**BRIEF:** Nothing but an exact copy of the data should be output.

(RECORD EXTRACTS Opens)

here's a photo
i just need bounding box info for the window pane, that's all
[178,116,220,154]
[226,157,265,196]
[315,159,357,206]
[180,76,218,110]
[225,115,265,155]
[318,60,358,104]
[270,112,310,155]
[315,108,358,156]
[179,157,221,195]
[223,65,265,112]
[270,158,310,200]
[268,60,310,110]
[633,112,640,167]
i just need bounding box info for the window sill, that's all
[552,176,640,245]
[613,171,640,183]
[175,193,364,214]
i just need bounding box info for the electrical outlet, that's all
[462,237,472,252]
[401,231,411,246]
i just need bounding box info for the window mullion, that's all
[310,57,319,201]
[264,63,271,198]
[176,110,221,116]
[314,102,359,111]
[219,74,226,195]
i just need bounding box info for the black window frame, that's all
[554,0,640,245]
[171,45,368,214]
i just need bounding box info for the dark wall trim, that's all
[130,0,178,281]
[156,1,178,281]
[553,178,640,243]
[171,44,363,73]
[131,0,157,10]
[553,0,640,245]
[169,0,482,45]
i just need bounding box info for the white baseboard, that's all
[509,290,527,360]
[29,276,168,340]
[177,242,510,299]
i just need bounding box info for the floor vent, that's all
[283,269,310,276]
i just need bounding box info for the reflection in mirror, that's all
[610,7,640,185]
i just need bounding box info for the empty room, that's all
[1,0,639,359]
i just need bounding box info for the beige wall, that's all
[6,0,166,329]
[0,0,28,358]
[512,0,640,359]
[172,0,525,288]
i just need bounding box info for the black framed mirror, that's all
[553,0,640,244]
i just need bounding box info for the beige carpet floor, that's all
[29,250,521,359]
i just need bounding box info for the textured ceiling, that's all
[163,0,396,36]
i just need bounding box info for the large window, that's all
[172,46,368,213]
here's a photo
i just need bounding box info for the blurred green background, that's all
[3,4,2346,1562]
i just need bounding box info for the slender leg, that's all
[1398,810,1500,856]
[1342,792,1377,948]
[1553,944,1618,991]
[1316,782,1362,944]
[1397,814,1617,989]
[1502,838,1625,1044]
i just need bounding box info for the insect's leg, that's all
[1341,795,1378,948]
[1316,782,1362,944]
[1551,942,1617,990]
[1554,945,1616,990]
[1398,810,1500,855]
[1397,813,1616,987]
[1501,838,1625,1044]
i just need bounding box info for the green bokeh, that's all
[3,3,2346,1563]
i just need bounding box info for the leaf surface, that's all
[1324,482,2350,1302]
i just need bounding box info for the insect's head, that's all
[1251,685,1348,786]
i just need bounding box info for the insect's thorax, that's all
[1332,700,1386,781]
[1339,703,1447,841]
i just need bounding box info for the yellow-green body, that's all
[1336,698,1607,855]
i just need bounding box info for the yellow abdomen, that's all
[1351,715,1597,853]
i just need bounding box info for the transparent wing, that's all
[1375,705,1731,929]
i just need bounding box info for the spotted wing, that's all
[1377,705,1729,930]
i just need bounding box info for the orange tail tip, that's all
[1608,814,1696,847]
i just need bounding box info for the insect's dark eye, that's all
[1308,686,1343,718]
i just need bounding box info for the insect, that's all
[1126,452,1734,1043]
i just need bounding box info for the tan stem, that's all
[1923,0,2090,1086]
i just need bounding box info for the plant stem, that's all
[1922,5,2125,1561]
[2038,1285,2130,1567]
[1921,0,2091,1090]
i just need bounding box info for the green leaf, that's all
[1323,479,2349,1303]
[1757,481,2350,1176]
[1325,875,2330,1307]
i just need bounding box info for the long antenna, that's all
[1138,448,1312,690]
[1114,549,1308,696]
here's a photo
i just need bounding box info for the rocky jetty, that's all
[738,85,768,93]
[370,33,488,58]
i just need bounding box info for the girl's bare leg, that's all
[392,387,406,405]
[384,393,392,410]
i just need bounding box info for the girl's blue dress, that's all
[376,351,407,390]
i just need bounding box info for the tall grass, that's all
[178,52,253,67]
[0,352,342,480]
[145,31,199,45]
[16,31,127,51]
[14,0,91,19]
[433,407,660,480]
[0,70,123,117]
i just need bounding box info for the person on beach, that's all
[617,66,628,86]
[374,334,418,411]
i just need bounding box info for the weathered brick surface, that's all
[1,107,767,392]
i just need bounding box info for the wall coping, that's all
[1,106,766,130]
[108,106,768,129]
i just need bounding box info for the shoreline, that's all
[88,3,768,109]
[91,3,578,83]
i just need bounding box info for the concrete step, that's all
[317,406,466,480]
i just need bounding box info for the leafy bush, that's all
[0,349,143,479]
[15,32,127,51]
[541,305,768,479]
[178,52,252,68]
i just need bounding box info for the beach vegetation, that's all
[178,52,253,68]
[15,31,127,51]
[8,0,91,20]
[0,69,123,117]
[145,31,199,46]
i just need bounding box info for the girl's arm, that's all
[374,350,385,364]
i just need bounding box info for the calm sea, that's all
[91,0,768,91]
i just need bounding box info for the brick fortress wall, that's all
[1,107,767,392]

(RECORD EXTRACTS Closes)

**ANSWER TO THIS TASK:**
here's a photo
i just need bounding box info for the window pane, that's all
[178,116,220,154]
[226,157,265,196]
[315,159,357,206]
[180,76,218,110]
[225,115,265,155]
[318,60,358,104]
[270,112,310,155]
[315,108,358,156]
[179,157,221,195]
[223,65,265,112]
[270,158,310,200]
[268,60,310,110]
[633,112,640,167]
i just need bounding box info for the window sill, that's all
[552,176,640,245]
[613,171,640,183]
[175,193,364,214]
i just need bounding box info for the electrical outlet, that's all
[462,237,472,252]
[401,231,411,246]
i just need bounding box info for the window mullion, that's all
[310,57,319,201]
[264,63,271,198]
[176,110,221,116]
[314,102,359,111]
[219,74,226,195]
i just need bounding box info for the black window frame, that's all
[554,0,640,245]
[171,45,368,214]
i just need bounding box info for the dark wall trim, that's all
[130,0,178,281]
[156,1,178,281]
[553,178,640,243]
[171,44,363,73]
[131,0,157,10]
[553,0,640,245]
[169,0,482,45]
i just need bounding box info for the white baseboard, that's all
[509,290,527,360]
[29,276,168,340]
[177,242,510,299]
i just need bounding box info for the floor vent, that's all
[283,269,310,276]
i just need bounding box info for the reflection in mirror, that's all
[610,7,640,185]
i just need bounding box info for the empty room, that's all
[1,0,639,359]
i just need bounding box info for the beige wall, that's all
[6,0,166,329]
[0,0,28,358]
[512,0,640,359]
[172,0,525,288]
i just need bounding box info for the black framed mirror, that's all
[553,0,640,244]
i just need bounding box info for the beige carpet floor, that's all
[29,250,521,359]
i just need bounding box info for the textured ceiling, that's all
[163,0,396,36]
i just need bounding box info for the large window, that's all
[172,46,368,213]
here's a photo
i just need bounding box info for the blurred green background, that's all
[3,4,2346,1562]
i just need bounding box info for the slender leg, that's all
[1398,810,1500,856]
[1342,792,1377,948]
[1553,944,1618,991]
[1316,782,1362,944]
[1397,814,1617,989]
[1502,838,1625,1044]
i just need bounding box info for the insect's leg, that's all
[1341,795,1378,948]
[1316,782,1362,944]
[1551,942,1617,990]
[1554,945,1616,990]
[1398,810,1500,855]
[1397,813,1616,987]
[1501,838,1625,1044]
i just need bounding box info for the green bokeh, that's all
[3,3,2346,1563]
i just need bounding box info for the leaf surface, that's all
[1324,482,2350,1302]
i just need bounding box info for the insect's head, that's all
[1251,685,1348,786]
i just need bounding box info for the insect's thorax, that's all
[1332,700,1386,781]
[1339,703,1447,841]
i just need bounding box info for the yellow-green body, that's all
[1336,698,1607,855]
i just need bounding box info for the yellow abdomen, that's all
[1351,715,1597,853]
i just need bounding box info for the transparent wing, that's all
[1375,705,1731,929]
i just need bounding box info for the spotted wing, that's all
[1377,705,1729,930]
i just need bounding box info for the orange tail tip, that's all
[1608,814,1696,847]
i just need bounding box info for the insect's dark eye, that's all
[1308,686,1343,718]
i just need bounding box info for the insect, that's all
[1126,452,1734,1043]
i just need bounding box info for the tan stem, that's all
[1923,0,2090,1086]
i just need bounding box info for the plant stem, that's all
[1922,5,2125,1561]
[2038,1285,2130,1567]
[1921,0,2091,1090]
i just need bounding box info for the green leaf, that's all
[1323,479,2349,1303]
[1757,481,2350,1176]
[1325,875,2330,1307]
i just need bounding box info for the long antenna, that's all
[1138,448,1312,690]
[1114,549,1308,696]
here's a photo
i just need bounding box info for the rocky jetty, that's all
[738,85,768,93]
[370,33,488,58]
i just need bounding box info for the girl's bare leg, that's all
[392,387,406,405]
[384,393,392,410]
i just need bounding box info for the girl's blue dress, that's all
[376,351,407,390]
i just need bounding box info for the tall grass, that's all
[178,52,253,67]
[0,352,342,480]
[145,31,199,45]
[16,31,127,51]
[14,0,91,19]
[433,407,660,480]
[0,70,123,117]
i just need bounding box info for the person on beach, that's all
[617,66,628,86]
[374,334,418,411]
i just need bounding box info for the weathered brick surface, that's all
[1,107,767,392]
i just need bounding box info for the wall coping, that's all
[1,106,766,130]
[108,106,768,129]
i just need bounding box info for the shoreline, that's all
[88,3,768,109]
[91,3,578,83]
i just need bounding box info for the concrete step, that's all
[317,406,466,480]
i just need bounding box info for the leafy bush, that's all
[0,349,143,479]
[15,32,127,51]
[541,305,768,479]
[178,52,252,68]
i just need bounding box info for the beach vegetation, that's all
[178,52,253,68]
[15,31,127,51]
[8,0,91,20]
[0,69,123,117]
[145,31,199,46]
i just need bounding box info for the girl's arm, that's all
[374,350,385,364]
i just need bounding box info for the calm sea, that's all
[91,0,768,91]
i just need bounding box info for the brick fortress wall, that's all
[1,107,767,392]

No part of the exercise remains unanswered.